● Page:
Also, you can see some of the changes I made to the pattern. The two front skirt pieces, for example, I cut as one. On an original gown, the separate pieces were probably done so they could fit on narrower pieces of silk. My fabric was able to accommodate them as one, though. Since I was making a day dress, I also omitted the extra piece for the super-long train by cutting the back piece about 3 inches from the fold. This provided enough fabric for a full back without being overwhelming.

I am 5 foot 6 inches tall. I lengthened the skirt by about an inch all around the bottom to make it walking/ankle-length when I wear a small heel. As I discovered later, the skirt pieces are squared off at the bottom in order to form the triangle edge. If you are going for a smooth hem (as I was) you’ll need to taper them; otherwise, the bottom will not match up. I discovered this too late to fix the plaid gown, but I was able to cover the weirdness with trim.

The Process: Assembling/Not Assembling the Hip Swags

Alrighty! Here’s the fun part everyone’s curious about! How in the great blue blazes do do you make those croissants?!

Well, you assemble the skirt front(s) and lining:


And sew pattern pieces #1/1.a on top:


Then use use the provided guide to pleat it up into the pannier shape at the side. That’s literally it. How you pleat pattern piece #1 (and #3, if you are making the gown with the tail swags in the back) is what determines how delicious your croissants/panniers look.

● Short exercise:
Please copy, word for word, the stretch of the sewing text from "I am 5 foot" through "weirdness with trim.".

● Items:
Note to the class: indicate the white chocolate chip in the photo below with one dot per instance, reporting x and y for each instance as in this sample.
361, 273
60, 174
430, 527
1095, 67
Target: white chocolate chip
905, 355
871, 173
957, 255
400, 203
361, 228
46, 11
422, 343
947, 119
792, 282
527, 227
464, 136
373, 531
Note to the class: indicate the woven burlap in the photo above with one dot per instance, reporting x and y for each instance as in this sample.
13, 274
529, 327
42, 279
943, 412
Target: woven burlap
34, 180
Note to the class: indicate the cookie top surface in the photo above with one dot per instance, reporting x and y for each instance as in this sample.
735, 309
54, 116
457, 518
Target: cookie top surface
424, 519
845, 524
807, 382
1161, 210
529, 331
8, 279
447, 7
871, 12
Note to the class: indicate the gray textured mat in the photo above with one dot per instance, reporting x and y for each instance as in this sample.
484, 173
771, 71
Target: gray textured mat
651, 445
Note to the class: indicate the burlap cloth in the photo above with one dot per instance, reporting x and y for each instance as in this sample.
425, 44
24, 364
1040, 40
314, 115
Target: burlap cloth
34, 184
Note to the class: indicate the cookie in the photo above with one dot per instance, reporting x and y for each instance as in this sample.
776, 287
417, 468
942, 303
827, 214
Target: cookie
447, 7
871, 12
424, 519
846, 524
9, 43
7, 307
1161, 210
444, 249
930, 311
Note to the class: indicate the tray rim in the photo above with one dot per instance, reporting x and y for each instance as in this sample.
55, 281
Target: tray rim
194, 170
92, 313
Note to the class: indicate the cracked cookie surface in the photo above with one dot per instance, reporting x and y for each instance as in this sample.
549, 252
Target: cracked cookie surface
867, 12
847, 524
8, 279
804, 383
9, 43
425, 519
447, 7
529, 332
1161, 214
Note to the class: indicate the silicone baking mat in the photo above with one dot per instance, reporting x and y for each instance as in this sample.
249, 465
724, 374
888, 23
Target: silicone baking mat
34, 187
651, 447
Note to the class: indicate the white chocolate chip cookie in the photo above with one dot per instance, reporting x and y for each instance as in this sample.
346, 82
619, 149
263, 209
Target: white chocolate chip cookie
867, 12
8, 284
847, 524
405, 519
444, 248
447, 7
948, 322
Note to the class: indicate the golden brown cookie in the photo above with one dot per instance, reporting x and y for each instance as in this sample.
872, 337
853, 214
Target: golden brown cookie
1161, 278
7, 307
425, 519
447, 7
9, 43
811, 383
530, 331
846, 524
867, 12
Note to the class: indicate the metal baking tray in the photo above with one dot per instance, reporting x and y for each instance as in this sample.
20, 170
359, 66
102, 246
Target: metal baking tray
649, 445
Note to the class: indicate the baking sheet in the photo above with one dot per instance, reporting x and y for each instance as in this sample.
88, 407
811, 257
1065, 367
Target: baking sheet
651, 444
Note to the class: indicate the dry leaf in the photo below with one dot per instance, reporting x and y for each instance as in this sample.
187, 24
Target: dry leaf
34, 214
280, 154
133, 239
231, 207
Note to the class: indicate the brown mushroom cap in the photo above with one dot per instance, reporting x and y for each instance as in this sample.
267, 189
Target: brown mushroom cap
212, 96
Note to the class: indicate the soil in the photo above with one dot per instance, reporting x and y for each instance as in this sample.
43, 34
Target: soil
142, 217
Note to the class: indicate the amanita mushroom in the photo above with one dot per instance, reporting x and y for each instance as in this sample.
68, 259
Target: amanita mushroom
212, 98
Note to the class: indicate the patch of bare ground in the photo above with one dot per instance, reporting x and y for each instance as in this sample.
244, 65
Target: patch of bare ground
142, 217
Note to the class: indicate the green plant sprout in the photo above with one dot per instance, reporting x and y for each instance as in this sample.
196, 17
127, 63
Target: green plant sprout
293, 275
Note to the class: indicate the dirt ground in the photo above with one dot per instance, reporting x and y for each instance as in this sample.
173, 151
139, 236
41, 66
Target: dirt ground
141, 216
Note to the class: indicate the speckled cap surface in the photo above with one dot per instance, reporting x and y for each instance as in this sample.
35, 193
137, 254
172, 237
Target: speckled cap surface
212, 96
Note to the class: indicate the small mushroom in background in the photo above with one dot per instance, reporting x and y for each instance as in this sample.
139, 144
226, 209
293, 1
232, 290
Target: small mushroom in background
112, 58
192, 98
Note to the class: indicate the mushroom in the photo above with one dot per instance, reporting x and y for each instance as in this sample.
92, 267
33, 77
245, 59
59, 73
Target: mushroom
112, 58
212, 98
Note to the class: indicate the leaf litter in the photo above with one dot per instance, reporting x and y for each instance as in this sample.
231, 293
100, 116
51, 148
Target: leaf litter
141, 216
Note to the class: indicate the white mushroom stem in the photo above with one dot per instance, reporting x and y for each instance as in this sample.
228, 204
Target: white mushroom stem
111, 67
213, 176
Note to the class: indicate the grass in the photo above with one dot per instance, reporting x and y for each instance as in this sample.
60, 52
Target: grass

● The solution:
I am 5 foot 6 inches tall. I lengthened the skirt by about an inch all around the bottom to make it walking/ankle-length when I wear a small heel. As I discovered later, the skirt pieces are squared off at the bottom in order to form the triangle edge. If you are going for a smooth hem (as I was) you’ll need to taper them; otherwise, the bottom will not match up. I discovered this too late to fix the plaid gown, but I was able to cover the weirdness with trim.